§ PROBLEM DETAILS:
Output the part of the data that opens with the line containing "Step 1: Look at the image. Step 2: Find black" and closes with the line containing "[275,905,372,955]", both lines included, as a JSON list of strings with one string per line and no blank lines.

§ RECORDED INFORMATION:

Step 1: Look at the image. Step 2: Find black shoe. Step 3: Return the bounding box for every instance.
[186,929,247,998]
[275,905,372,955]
==
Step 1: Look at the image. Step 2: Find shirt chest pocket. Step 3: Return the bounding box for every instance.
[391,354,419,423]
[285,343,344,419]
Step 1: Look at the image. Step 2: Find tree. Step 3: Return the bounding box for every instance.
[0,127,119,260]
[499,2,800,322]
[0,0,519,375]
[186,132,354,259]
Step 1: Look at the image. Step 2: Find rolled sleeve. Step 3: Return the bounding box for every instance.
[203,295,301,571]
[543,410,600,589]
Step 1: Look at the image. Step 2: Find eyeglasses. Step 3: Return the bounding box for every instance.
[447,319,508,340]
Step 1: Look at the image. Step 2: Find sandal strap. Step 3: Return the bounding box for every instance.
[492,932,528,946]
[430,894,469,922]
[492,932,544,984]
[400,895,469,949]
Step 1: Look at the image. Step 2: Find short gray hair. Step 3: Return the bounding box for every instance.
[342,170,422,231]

§ EXPECTED ANSWER:
[
  "Step 1: Look at the image. Step 2: Find black shoe. Step 3: Return the bounding box for every instance.",
  "[186,929,247,998]",
  "[275,905,372,955]"
]